Point annotation dataset records:
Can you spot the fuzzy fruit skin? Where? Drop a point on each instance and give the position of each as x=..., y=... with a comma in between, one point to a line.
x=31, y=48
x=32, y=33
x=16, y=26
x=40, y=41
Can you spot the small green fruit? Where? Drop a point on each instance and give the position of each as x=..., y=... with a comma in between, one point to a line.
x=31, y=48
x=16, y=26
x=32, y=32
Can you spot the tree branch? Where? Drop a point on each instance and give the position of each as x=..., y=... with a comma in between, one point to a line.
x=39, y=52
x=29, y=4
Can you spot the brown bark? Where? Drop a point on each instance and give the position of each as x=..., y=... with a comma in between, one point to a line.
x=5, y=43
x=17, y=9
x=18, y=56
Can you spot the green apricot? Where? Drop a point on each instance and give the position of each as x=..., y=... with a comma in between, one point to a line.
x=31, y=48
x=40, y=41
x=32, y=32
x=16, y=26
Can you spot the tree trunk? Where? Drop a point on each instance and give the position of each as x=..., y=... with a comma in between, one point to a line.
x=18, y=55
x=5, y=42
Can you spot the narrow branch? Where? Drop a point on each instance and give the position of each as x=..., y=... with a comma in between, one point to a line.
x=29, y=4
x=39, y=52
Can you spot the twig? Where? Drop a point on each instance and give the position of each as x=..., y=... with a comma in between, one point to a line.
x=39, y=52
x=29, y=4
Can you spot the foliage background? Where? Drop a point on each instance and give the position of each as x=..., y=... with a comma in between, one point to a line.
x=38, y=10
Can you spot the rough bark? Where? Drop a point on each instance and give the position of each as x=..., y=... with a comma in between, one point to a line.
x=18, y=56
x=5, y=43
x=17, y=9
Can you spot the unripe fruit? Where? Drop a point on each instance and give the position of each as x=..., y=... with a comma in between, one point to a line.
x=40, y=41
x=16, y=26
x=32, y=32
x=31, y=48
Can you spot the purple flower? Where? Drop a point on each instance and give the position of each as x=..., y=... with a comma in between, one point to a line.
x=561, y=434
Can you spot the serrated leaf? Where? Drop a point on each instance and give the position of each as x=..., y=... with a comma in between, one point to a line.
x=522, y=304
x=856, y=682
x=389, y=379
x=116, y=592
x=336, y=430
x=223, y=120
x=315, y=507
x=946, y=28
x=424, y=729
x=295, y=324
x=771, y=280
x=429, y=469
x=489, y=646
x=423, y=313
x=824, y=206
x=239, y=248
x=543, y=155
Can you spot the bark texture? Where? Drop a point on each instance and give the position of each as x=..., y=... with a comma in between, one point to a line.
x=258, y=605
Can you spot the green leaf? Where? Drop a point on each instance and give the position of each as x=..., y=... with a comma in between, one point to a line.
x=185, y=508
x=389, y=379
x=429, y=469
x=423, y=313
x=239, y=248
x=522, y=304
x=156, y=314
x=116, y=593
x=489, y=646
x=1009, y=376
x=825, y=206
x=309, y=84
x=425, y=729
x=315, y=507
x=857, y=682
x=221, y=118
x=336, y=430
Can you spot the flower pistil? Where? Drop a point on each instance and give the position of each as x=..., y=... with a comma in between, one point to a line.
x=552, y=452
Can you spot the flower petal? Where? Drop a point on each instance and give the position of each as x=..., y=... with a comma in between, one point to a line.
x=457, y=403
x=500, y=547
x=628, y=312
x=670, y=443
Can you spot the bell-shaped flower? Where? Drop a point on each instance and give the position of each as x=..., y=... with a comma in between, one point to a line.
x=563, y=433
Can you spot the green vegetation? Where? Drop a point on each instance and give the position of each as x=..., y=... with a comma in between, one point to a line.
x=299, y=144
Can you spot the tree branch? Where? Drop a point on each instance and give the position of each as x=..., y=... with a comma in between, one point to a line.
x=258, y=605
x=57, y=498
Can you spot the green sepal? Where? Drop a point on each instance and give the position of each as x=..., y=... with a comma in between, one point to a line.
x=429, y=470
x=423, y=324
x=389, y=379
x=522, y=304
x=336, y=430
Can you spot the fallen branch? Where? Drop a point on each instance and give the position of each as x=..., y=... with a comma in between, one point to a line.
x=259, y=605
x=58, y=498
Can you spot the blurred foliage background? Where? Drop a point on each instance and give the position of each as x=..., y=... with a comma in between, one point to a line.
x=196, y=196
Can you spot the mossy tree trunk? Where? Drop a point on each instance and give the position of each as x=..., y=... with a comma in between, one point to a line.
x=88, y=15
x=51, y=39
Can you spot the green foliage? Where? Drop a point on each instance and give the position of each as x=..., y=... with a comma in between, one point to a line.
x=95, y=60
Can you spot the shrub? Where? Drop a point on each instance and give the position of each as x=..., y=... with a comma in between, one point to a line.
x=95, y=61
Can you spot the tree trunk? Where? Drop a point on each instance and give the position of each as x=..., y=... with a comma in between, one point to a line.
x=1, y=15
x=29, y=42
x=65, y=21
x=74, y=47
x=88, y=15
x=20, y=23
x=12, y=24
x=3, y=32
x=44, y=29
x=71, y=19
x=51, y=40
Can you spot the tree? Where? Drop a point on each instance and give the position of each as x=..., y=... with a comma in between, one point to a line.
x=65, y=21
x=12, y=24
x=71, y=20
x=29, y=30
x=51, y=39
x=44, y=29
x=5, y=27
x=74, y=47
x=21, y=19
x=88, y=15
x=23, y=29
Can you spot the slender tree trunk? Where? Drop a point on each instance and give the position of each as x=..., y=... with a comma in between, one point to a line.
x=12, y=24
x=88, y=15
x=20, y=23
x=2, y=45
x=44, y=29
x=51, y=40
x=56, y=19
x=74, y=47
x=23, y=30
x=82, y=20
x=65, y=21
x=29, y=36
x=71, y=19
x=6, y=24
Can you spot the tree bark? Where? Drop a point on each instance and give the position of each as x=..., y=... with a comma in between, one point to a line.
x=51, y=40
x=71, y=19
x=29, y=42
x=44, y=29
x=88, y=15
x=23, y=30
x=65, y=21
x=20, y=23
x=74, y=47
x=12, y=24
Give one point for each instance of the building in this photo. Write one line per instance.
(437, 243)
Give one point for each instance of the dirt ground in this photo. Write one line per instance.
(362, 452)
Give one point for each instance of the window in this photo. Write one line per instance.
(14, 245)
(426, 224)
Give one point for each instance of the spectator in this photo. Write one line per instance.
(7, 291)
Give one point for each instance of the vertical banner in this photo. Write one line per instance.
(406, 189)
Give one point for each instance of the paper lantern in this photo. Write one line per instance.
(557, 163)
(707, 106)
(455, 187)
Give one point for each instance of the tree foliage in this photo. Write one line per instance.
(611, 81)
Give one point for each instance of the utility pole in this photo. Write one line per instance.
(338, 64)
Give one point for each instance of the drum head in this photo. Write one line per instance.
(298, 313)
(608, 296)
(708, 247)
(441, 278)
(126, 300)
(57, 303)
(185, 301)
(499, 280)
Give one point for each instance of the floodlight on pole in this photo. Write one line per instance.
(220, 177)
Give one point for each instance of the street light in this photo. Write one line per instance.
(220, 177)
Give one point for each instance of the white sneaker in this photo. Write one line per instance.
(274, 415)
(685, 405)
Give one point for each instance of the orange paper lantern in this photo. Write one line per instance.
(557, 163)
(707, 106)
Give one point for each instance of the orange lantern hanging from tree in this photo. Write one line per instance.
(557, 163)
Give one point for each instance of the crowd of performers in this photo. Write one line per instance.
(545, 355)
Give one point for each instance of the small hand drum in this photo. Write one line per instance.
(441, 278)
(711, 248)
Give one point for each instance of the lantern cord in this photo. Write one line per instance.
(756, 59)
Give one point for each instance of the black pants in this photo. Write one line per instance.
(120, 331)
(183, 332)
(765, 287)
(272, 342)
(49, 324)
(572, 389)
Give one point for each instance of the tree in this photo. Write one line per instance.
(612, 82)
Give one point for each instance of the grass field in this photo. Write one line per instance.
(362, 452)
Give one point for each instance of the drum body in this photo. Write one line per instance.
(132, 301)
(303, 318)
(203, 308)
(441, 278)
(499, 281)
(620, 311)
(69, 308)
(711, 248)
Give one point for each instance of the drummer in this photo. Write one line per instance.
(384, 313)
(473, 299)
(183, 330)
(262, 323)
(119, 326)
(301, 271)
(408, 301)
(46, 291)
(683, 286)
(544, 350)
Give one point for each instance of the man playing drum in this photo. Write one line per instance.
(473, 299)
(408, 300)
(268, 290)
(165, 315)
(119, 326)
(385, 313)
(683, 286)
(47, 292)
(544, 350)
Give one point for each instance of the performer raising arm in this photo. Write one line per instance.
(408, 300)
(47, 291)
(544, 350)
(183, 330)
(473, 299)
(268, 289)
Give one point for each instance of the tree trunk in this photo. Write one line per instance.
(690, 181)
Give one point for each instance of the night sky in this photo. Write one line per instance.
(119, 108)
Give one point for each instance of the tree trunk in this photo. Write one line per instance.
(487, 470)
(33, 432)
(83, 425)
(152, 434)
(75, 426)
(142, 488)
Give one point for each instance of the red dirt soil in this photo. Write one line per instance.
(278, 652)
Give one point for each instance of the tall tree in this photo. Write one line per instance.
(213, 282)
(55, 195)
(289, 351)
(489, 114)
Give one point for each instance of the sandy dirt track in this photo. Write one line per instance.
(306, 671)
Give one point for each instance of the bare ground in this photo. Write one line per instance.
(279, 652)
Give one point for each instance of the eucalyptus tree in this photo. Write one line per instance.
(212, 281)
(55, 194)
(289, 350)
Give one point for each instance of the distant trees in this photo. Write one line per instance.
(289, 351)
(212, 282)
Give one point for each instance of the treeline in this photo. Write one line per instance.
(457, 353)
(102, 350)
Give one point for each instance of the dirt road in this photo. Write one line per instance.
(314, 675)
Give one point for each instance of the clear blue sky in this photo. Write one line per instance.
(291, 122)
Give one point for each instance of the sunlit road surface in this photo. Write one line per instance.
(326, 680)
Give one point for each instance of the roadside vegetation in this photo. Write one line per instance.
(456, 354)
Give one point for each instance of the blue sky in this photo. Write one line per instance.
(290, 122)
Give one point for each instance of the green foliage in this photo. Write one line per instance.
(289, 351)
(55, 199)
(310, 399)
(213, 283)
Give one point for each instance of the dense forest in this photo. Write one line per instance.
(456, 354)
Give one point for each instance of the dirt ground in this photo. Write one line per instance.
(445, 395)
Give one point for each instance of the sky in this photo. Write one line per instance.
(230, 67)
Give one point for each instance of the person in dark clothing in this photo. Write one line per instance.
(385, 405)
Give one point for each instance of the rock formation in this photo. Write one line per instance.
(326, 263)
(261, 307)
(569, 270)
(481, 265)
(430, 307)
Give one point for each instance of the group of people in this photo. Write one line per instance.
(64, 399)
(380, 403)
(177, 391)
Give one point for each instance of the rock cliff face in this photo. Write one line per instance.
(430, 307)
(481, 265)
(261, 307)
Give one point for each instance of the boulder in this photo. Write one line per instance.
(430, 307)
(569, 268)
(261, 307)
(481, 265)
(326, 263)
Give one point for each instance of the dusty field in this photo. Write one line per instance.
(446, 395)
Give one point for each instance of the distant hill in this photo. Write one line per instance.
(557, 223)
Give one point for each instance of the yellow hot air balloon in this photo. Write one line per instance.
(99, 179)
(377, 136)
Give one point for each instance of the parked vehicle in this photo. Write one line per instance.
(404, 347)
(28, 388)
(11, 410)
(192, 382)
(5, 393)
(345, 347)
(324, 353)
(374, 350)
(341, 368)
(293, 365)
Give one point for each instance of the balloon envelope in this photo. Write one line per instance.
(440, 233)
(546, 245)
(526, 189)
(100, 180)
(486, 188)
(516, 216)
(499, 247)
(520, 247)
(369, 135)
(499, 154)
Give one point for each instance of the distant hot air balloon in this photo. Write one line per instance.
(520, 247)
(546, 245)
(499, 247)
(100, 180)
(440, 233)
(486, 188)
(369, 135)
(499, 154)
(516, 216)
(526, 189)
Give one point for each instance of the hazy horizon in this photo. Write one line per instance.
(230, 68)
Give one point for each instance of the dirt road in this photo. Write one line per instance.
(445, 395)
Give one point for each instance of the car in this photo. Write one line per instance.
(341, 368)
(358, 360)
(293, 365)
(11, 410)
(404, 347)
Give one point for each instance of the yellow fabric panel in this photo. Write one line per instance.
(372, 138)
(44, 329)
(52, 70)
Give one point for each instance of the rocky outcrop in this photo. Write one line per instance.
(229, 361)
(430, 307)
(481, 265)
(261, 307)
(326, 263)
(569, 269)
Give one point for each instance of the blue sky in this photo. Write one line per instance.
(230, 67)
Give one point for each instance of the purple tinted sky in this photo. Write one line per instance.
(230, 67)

**Objective:**
Repeat the records from the line with "Can you spot the purple" to the line with "x=561, y=434", both included, with every coordinate in the answers offset by 65.

**Answer to the problem:**
Can you spot the purple flower? Where? Drop a point on each instance and give the position of each as x=..., y=... with a comma in between, one point to a line.
x=626, y=499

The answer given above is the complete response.